▶ Request:
Starting at the beginning of the records and ending with the line that contains "M89 106L94 124L111", recast each line as one string in a JSON list, skipping any blank lines.

-- -- --

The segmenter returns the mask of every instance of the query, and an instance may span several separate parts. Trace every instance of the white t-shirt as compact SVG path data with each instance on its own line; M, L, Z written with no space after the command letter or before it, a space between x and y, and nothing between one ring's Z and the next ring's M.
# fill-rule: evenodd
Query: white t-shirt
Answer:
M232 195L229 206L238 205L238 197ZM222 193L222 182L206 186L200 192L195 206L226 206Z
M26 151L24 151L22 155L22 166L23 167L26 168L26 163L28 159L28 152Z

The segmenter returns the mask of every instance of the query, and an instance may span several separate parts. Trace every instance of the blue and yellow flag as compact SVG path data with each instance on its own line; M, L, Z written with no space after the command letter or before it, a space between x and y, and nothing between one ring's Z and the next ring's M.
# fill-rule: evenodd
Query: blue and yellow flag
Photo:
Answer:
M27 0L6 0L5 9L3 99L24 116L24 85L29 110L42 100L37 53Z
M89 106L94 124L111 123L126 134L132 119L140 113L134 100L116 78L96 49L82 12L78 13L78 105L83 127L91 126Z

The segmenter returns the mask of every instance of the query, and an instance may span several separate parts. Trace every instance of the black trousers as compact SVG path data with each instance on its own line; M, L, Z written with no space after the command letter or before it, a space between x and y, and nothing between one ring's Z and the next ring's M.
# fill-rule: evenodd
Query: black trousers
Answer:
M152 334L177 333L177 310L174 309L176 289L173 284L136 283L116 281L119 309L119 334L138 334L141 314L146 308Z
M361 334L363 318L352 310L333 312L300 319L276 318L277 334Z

-- -- --

▶ Solution for this task:
[
  "The segmenter returns the mask of every instance of the query, and an instance may span several separate parts. Trace every instance of the white t-shirt as compact SVG path data with each instance on its own line; M, L, Z written with no space after the command letter or before it, a space between x and y, and nothing between one ring's Z and the next ring's M.",
  "# fill-rule: evenodd",
  "Query: white t-shirt",
  "Answer:",
  "M232 195L229 206L238 205L238 197ZM222 193L222 182L206 186L200 192L195 206L226 206Z",
  "M26 151L24 151L22 155L22 166L23 167L26 168L26 163L28 159L28 152Z",
  "The segmenter returns the mask of every instance of the query, and an instance may span several separate parts. Trace every instance of the blue and yellow flag as compact SVG path data with each instance on its own line; M, L, Z written with no space after the command letter or before it, a space between x and y, and nothing between one ring's Z and the next ring's M.",
  "# fill-rule: evenodd",
  "Query: blue and yellow flag",
  "Photo:",
  "Answer:",
  "M27 0L6 0L5 9L3 99L24 116L24 85L29 110L42 100L37 53Z",
  "M89 106L94 124L111 123L126 134L132 119L140 113L134 100L116 78L96 49L82 12L78 13L78 105L83 127L91 126Z"
]